Data entries:
** Begin **

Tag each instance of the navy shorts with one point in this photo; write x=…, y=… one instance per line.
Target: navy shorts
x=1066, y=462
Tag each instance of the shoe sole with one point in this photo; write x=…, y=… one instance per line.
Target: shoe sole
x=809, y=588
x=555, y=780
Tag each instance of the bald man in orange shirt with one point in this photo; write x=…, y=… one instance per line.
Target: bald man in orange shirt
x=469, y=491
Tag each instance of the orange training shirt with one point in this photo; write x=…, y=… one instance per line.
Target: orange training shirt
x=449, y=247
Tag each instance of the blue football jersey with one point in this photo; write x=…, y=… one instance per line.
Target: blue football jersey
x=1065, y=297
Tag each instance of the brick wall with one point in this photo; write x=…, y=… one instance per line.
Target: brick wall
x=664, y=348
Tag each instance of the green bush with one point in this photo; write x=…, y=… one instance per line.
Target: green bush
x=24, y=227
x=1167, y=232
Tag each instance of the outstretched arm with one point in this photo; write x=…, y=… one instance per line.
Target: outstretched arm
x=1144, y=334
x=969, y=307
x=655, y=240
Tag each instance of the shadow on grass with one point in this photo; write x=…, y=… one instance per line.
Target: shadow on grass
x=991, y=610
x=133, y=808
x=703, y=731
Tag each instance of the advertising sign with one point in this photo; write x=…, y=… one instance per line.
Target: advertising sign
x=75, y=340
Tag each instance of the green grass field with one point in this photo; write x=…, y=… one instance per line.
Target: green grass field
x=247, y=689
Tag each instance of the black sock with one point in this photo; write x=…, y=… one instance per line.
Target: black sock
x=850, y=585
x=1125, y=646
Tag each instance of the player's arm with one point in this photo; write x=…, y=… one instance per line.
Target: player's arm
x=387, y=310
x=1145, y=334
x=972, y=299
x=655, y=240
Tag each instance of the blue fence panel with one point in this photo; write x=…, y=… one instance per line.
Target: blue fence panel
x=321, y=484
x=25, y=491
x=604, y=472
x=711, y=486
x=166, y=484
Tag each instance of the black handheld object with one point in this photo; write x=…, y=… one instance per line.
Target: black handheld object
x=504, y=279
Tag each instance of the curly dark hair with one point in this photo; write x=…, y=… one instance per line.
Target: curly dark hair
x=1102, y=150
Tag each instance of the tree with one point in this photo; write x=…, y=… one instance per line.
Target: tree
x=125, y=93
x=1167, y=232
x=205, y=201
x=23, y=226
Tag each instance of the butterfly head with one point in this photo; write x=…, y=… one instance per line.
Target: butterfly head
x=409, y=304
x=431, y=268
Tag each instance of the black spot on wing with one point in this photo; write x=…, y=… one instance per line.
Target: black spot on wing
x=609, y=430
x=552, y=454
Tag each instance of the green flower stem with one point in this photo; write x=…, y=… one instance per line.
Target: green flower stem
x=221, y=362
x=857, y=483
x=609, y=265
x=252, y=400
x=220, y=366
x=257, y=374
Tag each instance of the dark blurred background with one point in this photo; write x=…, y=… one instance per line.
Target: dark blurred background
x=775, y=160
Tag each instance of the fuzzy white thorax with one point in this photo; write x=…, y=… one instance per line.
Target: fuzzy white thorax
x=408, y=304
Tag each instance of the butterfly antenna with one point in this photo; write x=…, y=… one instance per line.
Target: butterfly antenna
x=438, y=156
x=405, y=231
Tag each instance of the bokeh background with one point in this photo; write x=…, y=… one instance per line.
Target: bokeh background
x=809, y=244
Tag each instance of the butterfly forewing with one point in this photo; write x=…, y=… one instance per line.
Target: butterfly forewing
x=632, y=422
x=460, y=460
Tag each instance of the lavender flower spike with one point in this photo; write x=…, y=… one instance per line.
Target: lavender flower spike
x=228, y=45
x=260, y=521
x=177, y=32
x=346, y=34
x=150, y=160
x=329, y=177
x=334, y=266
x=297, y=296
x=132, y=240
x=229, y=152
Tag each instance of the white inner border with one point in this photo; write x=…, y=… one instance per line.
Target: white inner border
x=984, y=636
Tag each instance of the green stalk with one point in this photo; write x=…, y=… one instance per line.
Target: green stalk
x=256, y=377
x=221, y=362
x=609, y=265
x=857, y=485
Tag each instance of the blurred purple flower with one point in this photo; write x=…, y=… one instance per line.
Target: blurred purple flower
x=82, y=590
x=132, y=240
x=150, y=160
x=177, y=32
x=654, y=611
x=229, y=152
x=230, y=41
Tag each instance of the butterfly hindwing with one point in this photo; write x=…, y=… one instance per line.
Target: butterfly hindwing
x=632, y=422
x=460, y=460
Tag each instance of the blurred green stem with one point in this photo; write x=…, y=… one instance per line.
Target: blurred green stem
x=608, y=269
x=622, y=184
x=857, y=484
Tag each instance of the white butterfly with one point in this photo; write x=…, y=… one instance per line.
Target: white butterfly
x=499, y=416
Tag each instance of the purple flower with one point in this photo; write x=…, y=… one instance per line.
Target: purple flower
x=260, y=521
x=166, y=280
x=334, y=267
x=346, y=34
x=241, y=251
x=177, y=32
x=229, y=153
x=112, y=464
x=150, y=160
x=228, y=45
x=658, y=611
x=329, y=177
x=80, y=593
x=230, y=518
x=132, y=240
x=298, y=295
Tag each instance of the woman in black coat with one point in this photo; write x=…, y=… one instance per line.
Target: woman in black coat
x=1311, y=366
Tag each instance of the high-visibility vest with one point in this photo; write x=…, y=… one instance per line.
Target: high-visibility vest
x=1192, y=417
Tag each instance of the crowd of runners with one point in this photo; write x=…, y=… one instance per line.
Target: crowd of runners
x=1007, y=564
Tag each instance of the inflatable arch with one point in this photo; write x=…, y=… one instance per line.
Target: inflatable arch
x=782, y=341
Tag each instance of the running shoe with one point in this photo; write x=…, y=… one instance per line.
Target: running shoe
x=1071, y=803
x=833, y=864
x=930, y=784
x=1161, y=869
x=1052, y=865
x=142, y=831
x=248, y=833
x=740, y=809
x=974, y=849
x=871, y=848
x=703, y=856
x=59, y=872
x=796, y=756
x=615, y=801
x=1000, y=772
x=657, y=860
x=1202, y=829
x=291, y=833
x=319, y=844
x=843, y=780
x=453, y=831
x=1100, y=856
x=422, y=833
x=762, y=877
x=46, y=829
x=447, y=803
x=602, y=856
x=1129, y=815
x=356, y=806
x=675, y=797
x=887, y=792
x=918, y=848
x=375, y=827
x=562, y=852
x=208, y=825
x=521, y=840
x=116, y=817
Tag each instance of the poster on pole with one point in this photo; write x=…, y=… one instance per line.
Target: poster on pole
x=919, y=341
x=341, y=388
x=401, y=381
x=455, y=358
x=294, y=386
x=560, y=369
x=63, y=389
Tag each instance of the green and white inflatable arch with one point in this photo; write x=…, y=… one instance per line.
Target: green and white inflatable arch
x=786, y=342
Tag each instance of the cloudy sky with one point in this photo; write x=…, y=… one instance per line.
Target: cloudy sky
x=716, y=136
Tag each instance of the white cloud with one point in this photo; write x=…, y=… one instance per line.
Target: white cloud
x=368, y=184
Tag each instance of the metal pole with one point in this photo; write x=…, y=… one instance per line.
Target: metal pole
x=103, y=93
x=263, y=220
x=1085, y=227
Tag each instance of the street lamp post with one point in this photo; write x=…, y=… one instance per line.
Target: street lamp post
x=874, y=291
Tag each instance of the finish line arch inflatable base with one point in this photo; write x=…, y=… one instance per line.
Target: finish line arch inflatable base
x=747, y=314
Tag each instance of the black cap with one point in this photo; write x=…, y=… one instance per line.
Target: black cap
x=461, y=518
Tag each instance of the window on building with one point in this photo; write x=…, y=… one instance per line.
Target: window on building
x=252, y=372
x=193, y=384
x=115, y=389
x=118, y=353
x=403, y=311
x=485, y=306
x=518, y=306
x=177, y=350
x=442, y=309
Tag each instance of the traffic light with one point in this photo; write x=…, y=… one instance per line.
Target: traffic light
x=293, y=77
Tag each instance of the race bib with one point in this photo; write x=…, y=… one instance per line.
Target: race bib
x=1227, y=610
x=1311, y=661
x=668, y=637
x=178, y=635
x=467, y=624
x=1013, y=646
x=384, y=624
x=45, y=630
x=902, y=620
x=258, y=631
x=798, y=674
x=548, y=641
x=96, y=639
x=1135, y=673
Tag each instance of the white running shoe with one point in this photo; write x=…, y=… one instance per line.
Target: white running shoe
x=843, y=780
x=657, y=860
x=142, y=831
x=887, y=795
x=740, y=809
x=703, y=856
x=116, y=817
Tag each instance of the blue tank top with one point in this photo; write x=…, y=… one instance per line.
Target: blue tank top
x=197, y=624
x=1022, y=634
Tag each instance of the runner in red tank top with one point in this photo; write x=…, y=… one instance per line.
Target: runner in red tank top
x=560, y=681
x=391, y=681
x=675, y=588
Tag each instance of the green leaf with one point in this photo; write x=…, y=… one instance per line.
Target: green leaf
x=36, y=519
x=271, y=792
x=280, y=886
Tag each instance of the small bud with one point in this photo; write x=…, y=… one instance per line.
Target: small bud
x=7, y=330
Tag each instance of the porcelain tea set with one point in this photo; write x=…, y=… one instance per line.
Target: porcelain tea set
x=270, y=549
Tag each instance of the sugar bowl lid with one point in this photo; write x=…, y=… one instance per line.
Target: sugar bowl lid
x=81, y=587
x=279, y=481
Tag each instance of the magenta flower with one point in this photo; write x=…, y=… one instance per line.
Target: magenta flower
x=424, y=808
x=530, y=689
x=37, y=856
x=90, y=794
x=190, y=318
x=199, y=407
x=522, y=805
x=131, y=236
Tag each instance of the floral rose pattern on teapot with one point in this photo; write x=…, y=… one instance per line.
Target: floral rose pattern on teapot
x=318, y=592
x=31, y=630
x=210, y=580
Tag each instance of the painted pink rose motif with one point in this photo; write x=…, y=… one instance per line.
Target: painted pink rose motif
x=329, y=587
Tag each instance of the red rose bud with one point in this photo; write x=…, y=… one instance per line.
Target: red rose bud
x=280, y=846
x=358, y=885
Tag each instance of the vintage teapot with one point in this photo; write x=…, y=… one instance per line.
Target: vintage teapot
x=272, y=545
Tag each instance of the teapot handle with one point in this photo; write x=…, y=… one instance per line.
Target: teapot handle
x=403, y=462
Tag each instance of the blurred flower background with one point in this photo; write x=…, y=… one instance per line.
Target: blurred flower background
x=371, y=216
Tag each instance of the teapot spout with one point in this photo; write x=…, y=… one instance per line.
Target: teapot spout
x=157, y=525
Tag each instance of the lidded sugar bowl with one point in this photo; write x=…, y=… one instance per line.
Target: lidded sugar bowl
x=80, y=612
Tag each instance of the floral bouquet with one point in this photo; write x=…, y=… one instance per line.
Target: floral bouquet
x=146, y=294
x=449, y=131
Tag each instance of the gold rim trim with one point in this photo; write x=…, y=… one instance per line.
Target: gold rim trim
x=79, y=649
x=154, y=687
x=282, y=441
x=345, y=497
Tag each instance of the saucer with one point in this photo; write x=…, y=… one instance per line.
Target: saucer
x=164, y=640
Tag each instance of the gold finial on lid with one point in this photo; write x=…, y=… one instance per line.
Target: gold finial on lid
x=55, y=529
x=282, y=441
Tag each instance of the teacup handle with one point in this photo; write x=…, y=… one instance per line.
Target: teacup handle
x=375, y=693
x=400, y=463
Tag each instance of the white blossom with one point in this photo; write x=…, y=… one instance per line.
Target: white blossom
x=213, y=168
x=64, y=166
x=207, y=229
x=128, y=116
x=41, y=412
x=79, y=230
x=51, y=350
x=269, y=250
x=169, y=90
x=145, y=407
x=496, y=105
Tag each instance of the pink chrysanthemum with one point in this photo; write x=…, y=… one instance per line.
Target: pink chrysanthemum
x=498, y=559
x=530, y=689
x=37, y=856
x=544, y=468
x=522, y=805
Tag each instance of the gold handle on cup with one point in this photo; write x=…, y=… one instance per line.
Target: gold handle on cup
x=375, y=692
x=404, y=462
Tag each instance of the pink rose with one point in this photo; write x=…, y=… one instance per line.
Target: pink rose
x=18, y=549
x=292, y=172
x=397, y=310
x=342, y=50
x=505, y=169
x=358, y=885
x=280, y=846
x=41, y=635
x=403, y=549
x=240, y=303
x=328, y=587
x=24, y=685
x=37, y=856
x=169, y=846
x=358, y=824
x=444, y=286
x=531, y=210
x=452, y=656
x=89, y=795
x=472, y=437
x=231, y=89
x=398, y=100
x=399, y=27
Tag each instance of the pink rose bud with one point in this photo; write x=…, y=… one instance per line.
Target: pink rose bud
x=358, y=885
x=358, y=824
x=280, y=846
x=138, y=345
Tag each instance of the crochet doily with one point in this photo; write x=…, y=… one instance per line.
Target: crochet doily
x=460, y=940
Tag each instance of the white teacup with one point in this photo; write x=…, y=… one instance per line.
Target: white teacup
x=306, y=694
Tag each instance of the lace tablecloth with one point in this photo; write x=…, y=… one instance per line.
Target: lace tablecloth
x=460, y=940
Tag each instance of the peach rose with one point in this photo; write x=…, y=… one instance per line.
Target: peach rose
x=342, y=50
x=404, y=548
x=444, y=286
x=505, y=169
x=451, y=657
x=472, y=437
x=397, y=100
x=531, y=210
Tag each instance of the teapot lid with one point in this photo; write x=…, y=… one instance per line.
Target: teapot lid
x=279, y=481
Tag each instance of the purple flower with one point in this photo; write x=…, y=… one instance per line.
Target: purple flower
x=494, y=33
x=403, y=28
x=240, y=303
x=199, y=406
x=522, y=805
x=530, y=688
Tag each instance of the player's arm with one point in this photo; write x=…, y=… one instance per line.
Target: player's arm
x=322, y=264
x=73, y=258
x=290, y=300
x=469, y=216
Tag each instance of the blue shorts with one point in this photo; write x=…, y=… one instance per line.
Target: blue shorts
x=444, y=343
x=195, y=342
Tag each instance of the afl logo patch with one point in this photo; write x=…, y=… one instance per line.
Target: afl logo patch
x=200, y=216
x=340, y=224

** End **

# Stated problem
Rewrite the records from the line with "Tag each instance of the green leaf" up to and including the line with "x=270, y=549", leaving the request lines unchanged. Rescale every x and y coordinate in the answers by 0.35 and round each to a whole number, with halves rounded up.

# Problem solution
Tag each instance of the green leaf with one point in this photo; write x=…, y=… one instance per line.
Target: green leaf
x=13, y=182
x=95, y=277
x=98, y=310
Tag each instance of the small bud with one point in this photo; write x=…, y=… one instance per line.
Target: small bud
x=2, y=116
Tag each instance of the porcelain tea set with one point in this photo; write x=…, y=… one instance per line.
Target: porcelain tea set
x=95, y=192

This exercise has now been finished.